begin Data for this task

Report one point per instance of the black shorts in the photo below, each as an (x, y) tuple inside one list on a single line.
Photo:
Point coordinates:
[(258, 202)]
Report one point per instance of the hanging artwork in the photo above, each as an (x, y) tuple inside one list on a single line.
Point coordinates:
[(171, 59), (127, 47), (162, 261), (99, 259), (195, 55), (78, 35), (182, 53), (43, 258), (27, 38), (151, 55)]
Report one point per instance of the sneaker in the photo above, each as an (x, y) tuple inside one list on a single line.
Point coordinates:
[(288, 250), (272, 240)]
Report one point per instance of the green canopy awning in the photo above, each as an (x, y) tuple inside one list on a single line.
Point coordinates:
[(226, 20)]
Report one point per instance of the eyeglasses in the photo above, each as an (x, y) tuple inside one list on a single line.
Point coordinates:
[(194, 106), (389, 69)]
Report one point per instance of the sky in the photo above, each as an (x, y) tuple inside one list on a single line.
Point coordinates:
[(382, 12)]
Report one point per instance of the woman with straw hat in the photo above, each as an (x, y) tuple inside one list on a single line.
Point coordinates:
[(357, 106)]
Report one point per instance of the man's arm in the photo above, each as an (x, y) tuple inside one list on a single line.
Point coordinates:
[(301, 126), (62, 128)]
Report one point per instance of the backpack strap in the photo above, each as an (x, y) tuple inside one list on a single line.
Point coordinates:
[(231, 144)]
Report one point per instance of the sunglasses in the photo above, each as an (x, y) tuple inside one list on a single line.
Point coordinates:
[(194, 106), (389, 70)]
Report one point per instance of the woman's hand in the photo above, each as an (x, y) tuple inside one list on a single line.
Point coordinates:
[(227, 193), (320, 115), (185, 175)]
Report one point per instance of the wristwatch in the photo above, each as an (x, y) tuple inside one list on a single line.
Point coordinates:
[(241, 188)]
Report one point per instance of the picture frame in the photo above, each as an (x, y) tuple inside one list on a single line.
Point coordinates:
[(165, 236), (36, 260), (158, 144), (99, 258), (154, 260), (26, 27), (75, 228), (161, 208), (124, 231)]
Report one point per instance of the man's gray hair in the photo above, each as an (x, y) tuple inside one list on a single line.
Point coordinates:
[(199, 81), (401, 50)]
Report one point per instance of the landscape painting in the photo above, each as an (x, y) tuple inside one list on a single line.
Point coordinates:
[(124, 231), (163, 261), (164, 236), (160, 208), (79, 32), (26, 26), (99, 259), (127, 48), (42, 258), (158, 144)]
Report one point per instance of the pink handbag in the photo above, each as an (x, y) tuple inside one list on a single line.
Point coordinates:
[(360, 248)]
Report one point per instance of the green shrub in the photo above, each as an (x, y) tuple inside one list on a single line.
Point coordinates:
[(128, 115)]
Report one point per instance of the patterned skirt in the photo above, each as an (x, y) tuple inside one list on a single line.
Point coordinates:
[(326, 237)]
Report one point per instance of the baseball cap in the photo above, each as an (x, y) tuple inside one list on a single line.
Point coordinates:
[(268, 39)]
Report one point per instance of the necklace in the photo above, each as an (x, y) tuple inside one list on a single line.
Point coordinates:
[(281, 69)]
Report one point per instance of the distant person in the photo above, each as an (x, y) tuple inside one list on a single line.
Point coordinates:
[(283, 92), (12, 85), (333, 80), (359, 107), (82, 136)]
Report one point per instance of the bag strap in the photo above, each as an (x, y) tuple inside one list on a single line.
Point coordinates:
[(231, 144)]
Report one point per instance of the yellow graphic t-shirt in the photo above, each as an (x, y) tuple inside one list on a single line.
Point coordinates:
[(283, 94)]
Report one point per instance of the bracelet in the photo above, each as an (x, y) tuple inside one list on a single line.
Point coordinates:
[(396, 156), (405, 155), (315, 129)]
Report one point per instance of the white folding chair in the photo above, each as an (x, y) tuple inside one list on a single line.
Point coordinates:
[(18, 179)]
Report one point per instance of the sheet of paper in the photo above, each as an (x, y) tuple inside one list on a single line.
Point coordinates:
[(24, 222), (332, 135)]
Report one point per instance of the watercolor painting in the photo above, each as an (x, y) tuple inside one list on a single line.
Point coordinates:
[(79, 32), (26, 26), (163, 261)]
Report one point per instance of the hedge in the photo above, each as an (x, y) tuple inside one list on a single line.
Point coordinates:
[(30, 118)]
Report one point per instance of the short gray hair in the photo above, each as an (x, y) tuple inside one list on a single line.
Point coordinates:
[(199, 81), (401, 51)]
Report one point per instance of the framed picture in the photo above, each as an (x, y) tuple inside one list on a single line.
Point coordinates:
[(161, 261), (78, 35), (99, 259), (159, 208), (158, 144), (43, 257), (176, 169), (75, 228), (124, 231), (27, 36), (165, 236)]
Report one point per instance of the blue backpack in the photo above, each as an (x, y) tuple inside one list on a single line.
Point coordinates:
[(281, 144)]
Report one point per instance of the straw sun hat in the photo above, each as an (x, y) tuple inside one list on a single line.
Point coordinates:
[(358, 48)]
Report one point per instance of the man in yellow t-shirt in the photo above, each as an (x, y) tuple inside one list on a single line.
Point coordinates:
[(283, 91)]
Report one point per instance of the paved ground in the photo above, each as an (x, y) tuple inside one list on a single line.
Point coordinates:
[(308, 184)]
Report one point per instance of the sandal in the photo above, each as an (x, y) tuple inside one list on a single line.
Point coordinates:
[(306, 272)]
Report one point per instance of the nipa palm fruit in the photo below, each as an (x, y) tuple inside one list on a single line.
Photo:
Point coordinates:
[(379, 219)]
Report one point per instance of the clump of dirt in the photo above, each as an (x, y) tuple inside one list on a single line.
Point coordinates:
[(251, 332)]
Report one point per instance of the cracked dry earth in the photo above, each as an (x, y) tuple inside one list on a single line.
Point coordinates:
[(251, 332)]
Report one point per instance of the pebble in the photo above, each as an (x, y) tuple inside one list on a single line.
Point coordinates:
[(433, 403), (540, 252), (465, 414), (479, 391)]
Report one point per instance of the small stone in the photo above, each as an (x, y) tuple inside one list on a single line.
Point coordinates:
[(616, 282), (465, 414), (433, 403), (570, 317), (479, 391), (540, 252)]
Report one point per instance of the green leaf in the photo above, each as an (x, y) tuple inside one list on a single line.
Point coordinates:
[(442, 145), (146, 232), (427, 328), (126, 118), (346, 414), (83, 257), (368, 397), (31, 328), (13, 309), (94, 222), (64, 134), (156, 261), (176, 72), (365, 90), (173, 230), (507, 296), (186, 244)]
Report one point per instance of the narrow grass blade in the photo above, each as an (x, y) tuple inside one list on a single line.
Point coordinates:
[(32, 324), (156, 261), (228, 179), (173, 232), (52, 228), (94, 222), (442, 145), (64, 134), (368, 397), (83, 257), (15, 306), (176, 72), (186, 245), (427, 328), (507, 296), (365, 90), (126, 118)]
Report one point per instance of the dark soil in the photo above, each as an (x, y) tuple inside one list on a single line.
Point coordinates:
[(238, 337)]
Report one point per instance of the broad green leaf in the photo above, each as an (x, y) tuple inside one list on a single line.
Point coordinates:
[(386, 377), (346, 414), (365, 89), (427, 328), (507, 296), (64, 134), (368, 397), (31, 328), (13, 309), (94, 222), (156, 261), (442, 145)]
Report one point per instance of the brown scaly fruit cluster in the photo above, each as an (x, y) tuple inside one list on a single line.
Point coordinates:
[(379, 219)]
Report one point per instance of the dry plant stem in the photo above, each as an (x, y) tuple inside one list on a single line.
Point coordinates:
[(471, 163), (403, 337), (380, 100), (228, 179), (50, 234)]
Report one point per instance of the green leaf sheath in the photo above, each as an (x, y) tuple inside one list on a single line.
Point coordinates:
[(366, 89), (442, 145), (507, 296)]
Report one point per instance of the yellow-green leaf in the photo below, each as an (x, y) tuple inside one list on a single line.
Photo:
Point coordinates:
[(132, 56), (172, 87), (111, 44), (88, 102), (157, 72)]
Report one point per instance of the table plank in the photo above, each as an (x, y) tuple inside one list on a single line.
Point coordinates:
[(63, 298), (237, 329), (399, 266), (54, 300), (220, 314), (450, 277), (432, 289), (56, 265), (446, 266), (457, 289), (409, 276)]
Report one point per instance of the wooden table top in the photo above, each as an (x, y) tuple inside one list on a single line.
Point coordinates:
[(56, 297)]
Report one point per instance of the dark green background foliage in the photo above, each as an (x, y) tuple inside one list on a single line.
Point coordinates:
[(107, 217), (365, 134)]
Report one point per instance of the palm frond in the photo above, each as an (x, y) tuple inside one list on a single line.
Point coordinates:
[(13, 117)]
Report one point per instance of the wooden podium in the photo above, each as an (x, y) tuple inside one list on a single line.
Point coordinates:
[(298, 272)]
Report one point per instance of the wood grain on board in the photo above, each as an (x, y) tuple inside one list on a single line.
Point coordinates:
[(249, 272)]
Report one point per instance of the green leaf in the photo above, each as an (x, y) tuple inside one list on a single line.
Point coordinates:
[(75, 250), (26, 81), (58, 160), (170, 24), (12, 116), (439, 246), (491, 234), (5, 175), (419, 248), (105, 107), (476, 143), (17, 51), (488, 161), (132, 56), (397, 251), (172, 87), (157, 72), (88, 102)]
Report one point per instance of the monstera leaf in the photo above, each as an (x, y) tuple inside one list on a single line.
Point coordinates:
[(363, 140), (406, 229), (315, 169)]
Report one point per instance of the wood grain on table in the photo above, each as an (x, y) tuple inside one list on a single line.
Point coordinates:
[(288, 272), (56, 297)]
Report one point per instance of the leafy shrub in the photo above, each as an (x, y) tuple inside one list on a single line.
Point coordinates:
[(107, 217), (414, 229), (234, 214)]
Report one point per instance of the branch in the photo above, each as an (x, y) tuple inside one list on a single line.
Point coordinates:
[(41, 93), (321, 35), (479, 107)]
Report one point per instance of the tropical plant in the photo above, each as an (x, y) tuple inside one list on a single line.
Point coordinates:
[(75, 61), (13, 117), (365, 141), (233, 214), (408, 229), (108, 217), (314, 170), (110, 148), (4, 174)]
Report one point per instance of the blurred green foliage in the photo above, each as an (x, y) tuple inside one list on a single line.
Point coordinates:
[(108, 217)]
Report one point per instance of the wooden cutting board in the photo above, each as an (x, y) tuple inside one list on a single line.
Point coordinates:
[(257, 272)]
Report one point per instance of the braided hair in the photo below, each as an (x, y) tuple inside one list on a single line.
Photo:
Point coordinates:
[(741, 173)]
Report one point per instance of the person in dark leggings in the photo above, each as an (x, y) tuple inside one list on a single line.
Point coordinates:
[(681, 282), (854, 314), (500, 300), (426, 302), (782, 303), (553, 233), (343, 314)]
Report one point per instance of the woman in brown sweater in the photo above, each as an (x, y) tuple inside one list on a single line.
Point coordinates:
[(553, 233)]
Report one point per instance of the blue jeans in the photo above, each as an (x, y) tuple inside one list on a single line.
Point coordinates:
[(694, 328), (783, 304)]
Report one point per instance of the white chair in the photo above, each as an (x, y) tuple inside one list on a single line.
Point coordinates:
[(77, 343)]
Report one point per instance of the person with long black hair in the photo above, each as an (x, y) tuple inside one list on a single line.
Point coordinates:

end Data for this task

§ **Work to be completed**:
Quote the lines above verbatim, starting at the very first line and ending at the line that contains "[(288, 250), (272, 240)]", with both of those lines included.

§ **Answer to the problem**:
Report one point per instance of the black shorts in the photo below, each as an (x, y) tuple inside one list on a single line.
Photo:
Point coordinates:
[(258, 202)]
Report one point per instance of the hanging artwork in the photo above, each as an (x, y) tuple inside one list on a single line.
Point coordinates:
[(171, 59), (127, 47), (162, 261), (99, 259), (195, 55), (78, 35), (182, 53), (43, 258), (27, 38), (151, 55)]
Report one point per instance of the sneaker in the photo above, each as an (x, y) tuple inside one list on a single line.
Point coordinates:
[(288, 250), (272, 240)]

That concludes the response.